=== ACTIVITY LIST ===
**A.** Transcribe the stretch of the statement on drug surveillance from "This proposal that" through "important knowledge gaps.".
**B.** In the statement on drug surveillance, how many years would the proposed program of post-market surveillance run?

=== PAGE TEXT ===

Thank you.
I'm here to support a proposal that has been made to the federal, provincial, and territorial ministers of health. It comes out of a need to make clear how to improve post-market surveillance. There are recent news stories about Vioxx, hormone replacement therapy, and SSRIs--the selective serotonin re-uptake inhibitors--which don't seem to work better than a placebo. There are news reports that lowering cholesterol may not be all that it's cracked up to be for large numbers of patients taking certain medications. Apparently it's not helpful to the elderly, and it has never been demonstrated to be helpful to women. Yet large numbers of people in these groups are taking these products and exposing themselves to serious risk.
Canadians desperately need unbiased information about how well drug products work in the real world—information from outside the clinical testing environment. We need to know if they live up to their early promise. We're getting indications that some of these products are not living up to their early promise, that they're not safe when taken as directed. We need clarity about the risk-to-benefit profile of each product as it's approved. We just don't know at this point, and what we don't know can hurt us.
This proposal that I'm urging you to support—PharmaWatch supports it and has been involved in its development—is to create a five-year program of post-market surveillance that could, if approved by these federal, provincial and territorial ministers, fill some important knowledge gaps.
It's being supported by a broad-based coalition of researchers, medical providers, consumer groups, and other health providers. It would be a pan-Canadian project. It would build on existing structures, so there would be no need to invest heavily in new infrastructure. You could use bodies like ICES, the Institute for Clinical and Evaluative Sciences, in Ontario, which already has built-in expertise in this arena. Of course, we need approval from the ministers of health in all the provinces and the federal government.

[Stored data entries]
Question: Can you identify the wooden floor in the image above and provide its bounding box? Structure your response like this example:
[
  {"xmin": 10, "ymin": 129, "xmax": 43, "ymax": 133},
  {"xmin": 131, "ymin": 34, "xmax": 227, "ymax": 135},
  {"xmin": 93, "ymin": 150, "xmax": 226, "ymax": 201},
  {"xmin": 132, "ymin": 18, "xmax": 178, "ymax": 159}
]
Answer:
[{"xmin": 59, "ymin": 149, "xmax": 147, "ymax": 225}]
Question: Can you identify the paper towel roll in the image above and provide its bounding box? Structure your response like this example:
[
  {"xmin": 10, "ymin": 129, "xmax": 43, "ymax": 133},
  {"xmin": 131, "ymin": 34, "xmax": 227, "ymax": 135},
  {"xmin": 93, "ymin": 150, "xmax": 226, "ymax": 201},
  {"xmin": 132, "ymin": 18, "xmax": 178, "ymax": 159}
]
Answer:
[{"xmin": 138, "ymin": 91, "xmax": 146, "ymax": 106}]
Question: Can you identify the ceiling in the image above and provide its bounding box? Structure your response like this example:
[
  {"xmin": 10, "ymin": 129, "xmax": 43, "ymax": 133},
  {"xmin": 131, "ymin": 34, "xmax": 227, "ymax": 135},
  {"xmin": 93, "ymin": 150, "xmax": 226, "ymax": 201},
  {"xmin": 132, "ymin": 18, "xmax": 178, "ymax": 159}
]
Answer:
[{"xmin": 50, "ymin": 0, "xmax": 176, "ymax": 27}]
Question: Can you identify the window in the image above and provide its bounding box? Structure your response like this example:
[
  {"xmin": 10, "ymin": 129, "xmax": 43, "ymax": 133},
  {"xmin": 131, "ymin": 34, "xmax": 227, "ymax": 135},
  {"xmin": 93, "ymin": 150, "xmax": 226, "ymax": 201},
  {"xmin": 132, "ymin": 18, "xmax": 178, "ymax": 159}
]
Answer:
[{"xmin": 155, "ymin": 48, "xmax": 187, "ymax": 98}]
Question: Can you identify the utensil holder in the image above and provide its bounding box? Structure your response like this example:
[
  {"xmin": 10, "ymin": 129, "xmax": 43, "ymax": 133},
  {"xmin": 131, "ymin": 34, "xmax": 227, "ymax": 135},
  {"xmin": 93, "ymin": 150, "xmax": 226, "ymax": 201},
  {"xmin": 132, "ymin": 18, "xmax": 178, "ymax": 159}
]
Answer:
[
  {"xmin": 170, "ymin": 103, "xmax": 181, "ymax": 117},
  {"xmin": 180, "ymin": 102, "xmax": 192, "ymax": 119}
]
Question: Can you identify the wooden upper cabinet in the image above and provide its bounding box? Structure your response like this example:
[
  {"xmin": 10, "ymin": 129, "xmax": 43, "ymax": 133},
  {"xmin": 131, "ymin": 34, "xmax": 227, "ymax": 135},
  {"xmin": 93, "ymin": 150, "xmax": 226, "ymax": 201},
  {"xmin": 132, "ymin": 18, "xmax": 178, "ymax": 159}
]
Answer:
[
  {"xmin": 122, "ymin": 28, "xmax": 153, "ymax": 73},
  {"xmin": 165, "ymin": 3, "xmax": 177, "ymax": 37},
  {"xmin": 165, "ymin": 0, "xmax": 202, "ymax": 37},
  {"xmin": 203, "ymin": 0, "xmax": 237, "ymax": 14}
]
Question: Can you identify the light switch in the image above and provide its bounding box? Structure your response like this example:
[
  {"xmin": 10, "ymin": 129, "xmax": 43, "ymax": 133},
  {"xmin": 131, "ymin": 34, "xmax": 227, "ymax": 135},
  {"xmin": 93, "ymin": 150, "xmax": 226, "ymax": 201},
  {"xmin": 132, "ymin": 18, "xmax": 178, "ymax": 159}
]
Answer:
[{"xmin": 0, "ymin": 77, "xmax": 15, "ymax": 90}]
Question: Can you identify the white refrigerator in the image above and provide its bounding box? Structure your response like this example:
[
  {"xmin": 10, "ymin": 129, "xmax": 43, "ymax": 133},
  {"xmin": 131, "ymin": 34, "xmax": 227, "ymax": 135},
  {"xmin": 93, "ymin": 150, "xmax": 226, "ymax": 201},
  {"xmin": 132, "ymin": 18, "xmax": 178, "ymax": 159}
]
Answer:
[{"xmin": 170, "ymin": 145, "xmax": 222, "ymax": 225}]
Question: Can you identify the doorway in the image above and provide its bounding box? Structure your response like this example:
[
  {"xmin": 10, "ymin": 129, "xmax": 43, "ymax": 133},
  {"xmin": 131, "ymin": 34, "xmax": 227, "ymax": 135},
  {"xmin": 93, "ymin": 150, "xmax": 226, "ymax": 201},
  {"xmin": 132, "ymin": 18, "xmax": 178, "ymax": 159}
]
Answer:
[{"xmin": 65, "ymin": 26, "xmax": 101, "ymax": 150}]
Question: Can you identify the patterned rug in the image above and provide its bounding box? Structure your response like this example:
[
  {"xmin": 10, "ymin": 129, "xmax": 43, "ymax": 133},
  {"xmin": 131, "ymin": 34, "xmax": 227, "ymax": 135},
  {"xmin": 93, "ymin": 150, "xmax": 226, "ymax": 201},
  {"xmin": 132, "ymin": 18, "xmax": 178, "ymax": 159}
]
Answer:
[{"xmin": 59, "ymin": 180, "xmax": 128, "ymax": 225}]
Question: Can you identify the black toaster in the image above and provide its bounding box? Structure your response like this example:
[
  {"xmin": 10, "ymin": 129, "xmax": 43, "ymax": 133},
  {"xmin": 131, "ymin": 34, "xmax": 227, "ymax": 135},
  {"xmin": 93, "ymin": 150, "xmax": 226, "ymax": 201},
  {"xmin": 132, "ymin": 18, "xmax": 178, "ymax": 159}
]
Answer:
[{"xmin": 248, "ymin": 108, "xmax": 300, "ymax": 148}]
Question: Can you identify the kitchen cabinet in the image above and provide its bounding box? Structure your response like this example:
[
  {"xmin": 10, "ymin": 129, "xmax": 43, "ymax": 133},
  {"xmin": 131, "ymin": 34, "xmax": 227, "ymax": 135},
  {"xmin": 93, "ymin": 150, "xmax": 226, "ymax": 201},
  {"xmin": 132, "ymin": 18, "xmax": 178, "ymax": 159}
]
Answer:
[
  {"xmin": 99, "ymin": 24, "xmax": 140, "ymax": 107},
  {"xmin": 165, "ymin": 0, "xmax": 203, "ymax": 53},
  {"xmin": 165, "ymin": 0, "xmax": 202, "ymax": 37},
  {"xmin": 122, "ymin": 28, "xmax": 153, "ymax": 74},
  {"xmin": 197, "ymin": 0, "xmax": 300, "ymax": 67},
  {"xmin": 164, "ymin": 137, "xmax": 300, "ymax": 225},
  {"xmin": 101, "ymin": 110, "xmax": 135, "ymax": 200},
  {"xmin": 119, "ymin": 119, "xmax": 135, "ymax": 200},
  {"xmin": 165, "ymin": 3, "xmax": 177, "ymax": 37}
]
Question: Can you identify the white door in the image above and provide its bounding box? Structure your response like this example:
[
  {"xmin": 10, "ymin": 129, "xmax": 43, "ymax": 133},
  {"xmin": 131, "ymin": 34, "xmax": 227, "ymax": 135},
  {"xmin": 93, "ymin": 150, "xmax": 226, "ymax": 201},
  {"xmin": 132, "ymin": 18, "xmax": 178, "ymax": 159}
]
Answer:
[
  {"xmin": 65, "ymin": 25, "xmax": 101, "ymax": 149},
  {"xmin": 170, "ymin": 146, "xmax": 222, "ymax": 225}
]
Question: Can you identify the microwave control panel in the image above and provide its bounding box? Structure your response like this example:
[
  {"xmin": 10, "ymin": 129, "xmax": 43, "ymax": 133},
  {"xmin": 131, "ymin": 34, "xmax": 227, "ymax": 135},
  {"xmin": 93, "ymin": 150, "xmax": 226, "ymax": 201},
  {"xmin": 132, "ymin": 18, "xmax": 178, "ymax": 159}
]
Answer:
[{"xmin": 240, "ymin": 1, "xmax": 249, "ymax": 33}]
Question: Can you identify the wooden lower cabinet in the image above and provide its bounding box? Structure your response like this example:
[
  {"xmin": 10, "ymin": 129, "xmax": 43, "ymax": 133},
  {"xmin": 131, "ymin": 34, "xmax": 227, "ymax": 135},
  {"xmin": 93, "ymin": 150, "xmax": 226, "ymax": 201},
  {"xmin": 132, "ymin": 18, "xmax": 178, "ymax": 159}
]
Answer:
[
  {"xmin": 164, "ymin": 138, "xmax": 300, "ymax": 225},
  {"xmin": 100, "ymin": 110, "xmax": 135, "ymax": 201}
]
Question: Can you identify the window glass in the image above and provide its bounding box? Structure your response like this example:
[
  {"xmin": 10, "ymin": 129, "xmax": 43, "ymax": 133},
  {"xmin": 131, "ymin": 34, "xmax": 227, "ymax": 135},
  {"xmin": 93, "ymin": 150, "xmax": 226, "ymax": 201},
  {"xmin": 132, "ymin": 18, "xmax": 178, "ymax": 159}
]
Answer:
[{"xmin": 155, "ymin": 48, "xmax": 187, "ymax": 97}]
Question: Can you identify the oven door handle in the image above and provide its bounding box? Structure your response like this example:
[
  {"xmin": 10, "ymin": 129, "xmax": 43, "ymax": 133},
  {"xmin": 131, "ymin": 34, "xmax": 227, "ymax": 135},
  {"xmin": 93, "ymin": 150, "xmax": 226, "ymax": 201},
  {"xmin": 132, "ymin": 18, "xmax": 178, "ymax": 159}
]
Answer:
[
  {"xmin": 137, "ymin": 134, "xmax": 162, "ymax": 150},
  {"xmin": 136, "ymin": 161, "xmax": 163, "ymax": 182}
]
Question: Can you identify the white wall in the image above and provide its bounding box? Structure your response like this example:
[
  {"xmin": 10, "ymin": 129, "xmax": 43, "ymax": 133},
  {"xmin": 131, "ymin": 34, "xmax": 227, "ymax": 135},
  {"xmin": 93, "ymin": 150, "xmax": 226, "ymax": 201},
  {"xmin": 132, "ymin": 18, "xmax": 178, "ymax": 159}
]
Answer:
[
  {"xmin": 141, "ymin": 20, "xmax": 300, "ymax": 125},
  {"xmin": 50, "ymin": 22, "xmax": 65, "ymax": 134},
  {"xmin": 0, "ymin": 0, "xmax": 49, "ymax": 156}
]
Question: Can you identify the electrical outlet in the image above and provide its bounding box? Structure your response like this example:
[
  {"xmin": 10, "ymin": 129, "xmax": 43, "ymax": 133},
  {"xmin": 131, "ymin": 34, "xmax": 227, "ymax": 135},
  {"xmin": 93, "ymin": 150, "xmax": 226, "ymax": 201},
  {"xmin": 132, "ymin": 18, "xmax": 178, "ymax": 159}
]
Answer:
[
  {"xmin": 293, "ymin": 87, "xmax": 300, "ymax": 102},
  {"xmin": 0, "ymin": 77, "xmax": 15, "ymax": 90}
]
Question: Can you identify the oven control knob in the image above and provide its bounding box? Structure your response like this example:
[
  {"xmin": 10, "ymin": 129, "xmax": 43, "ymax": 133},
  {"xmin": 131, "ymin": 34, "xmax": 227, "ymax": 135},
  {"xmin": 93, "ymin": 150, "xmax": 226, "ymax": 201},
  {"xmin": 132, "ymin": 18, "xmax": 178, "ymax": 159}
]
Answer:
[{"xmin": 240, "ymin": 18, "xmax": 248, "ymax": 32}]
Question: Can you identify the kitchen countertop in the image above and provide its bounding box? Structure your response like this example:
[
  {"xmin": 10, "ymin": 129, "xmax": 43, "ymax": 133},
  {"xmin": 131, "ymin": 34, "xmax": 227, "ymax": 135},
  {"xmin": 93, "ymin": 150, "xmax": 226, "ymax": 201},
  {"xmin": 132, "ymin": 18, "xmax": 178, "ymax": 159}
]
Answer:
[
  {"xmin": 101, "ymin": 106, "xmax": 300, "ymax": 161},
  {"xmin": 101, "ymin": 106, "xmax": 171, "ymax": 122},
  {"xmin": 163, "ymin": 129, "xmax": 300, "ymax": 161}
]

=== RESULTS OF THE EXERCISE ===
**A.**
This proposal that I'm urging you to support—PharmaWatch supports it and has been involved in its development—is to create a five-year program of post-market surveillance that could, if approved by these federal, provincial and territorial ministers, fill some important knowledge gaps.

**B.** Five years.